MATERIAL FOR THIS TASK:
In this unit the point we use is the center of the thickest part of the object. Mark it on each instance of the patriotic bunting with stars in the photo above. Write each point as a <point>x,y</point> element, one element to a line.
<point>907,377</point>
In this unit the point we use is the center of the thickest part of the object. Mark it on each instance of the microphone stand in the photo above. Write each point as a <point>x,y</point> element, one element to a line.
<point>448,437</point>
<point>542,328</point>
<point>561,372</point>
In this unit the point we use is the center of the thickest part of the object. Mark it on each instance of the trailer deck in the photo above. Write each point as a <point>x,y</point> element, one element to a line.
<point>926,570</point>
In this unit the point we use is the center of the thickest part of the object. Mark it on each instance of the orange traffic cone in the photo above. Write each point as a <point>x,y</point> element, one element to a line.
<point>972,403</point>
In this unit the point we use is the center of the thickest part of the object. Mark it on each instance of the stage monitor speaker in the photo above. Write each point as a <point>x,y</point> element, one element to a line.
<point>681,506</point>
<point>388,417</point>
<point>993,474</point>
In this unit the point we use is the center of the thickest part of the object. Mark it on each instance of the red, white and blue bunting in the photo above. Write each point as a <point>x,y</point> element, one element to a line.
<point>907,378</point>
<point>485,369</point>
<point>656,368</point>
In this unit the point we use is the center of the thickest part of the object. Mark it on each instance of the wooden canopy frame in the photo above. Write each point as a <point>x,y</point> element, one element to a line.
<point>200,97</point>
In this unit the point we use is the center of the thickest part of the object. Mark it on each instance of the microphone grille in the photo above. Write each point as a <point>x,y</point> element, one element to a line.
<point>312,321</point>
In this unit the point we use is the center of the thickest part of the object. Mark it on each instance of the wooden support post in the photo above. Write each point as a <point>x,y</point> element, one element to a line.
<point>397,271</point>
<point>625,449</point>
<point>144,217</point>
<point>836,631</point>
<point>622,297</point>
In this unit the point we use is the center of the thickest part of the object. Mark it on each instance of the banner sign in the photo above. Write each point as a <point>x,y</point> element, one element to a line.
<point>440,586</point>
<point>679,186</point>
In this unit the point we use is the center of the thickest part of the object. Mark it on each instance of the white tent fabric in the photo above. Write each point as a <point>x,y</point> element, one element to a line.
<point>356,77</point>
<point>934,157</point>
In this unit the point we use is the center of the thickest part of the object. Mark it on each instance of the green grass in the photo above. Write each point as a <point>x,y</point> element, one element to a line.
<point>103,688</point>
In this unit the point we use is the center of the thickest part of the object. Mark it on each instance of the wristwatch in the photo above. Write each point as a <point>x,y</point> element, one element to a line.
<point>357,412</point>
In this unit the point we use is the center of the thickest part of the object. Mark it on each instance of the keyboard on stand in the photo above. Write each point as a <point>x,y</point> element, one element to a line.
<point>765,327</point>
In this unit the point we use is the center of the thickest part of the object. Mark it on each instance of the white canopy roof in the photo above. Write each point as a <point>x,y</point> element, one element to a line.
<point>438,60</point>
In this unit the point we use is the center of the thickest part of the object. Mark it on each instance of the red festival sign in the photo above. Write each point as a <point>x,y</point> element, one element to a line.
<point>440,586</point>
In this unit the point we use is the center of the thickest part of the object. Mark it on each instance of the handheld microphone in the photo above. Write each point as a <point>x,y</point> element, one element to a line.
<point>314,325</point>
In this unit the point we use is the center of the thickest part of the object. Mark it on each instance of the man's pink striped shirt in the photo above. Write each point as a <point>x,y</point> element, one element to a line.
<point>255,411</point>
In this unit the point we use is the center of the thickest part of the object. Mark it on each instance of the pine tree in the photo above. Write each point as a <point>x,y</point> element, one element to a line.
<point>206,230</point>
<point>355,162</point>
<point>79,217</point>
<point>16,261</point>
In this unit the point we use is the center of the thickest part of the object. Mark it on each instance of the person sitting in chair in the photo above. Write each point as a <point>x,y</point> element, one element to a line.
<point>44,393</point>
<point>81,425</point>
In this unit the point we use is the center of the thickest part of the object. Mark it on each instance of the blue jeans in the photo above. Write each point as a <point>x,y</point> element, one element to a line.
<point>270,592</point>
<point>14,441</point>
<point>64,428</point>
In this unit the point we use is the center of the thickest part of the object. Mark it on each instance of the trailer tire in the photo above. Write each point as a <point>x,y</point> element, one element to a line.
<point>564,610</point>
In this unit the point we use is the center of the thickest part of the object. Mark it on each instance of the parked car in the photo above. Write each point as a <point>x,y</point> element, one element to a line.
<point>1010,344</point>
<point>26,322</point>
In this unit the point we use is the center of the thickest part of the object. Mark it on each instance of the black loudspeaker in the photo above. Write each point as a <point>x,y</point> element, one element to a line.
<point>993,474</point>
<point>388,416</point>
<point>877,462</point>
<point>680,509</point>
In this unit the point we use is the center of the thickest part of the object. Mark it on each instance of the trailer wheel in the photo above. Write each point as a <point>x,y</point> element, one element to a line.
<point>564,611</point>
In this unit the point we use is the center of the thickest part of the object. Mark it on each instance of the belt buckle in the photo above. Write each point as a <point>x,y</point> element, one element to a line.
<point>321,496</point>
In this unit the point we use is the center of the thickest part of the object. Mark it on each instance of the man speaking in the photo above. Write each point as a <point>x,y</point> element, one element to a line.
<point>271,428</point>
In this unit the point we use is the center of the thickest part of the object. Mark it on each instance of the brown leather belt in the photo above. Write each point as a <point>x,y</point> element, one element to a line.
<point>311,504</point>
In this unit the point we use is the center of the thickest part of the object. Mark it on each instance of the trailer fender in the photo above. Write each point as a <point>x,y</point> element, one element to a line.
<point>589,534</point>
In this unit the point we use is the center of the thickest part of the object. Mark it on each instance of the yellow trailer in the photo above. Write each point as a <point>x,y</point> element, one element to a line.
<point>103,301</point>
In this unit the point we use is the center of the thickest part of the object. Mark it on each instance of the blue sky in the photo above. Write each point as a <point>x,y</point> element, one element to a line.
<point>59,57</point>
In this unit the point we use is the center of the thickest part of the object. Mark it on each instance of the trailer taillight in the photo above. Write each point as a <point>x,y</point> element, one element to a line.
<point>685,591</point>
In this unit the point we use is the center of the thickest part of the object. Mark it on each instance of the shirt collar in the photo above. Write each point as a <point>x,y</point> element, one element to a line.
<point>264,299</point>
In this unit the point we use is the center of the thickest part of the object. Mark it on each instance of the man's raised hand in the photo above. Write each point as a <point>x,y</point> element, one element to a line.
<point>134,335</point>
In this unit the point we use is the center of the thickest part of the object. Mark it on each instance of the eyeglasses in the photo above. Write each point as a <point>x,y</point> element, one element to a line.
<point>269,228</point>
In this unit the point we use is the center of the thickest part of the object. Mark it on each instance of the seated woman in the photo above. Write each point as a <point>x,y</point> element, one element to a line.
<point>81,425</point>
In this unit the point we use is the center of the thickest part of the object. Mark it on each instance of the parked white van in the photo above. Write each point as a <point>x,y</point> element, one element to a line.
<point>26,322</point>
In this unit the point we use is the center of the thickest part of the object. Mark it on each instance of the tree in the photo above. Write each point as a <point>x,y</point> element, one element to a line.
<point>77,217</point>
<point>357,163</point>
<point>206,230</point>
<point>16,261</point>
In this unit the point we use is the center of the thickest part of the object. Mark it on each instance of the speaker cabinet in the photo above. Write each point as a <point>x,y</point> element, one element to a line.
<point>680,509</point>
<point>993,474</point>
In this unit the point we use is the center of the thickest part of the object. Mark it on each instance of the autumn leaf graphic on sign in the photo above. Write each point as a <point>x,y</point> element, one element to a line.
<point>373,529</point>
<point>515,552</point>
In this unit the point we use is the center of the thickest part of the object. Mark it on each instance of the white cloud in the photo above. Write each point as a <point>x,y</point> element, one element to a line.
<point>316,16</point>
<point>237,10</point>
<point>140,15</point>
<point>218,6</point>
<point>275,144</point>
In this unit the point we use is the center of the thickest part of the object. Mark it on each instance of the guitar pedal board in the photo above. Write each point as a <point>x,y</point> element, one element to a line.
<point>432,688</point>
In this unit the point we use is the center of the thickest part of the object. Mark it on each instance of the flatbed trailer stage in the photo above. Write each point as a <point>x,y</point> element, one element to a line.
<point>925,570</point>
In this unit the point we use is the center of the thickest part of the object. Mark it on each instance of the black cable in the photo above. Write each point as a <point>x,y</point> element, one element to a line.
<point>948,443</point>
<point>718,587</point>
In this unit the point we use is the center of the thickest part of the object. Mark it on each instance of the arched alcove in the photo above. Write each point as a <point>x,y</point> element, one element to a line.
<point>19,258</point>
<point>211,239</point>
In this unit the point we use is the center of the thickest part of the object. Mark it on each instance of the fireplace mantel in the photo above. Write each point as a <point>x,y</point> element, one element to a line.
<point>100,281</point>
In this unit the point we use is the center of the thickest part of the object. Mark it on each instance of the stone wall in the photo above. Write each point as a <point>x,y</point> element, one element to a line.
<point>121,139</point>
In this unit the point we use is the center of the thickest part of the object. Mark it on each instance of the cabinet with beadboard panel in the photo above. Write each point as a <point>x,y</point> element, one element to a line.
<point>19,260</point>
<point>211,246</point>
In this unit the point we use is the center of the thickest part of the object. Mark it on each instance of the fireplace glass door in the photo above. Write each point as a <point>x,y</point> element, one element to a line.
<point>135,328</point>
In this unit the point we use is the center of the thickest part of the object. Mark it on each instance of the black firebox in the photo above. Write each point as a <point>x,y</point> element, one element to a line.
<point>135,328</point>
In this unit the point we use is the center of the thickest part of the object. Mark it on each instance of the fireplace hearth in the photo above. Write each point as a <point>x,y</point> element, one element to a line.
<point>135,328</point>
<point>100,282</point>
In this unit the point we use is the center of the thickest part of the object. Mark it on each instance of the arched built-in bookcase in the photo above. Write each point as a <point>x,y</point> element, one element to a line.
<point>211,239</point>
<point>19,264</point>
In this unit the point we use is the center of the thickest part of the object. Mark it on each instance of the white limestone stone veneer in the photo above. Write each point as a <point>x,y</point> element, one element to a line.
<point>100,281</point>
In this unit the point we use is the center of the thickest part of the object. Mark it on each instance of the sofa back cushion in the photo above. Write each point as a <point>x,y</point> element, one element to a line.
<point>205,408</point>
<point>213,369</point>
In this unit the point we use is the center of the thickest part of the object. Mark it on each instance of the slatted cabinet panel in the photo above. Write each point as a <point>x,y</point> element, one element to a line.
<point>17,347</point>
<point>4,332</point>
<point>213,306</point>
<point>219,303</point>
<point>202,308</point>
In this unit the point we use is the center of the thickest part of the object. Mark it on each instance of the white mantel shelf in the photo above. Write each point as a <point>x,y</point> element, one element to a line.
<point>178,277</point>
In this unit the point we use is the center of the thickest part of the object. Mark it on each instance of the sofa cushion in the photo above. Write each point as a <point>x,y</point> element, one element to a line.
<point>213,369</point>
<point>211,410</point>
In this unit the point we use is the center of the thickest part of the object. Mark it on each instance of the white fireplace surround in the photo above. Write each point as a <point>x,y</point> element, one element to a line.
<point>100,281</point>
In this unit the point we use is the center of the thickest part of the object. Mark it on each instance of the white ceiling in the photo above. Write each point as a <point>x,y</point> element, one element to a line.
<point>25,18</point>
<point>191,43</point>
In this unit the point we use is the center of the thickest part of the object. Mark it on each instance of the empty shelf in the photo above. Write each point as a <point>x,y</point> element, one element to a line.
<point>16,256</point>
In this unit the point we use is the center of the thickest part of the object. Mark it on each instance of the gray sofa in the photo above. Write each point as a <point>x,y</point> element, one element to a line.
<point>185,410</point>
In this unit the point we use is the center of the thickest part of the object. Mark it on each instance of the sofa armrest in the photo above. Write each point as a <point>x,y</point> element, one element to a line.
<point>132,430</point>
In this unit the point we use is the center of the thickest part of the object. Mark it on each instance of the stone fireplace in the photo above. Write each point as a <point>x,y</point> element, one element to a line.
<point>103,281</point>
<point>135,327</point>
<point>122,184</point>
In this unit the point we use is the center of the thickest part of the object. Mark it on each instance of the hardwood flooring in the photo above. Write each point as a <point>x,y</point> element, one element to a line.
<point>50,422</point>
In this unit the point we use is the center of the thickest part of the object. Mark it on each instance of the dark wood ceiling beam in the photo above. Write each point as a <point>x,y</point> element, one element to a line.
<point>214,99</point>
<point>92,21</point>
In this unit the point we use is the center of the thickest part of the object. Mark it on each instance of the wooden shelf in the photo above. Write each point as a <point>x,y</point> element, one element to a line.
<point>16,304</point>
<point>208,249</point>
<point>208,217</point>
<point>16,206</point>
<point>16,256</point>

TASK STATEMENT:
Convert the rows from the line with "of the cabinet" to the line with "<point>211,246</point>" into a two-column CSV headed instruction and points. Give one line per row, put the row's text under instruction and its answer under points, quote each field, and replace line breaks with spaces.

COMPLETE RESPONSE:
instruction,points
"In this unit the point we use is the center of the thickest part of the object. Mark it on each instance of the cabinet with beadboard panel in the photo above. Write each point as a <point>x,y</point> element, one element to a line.","<point>19,260</point> <point>211,246</point>"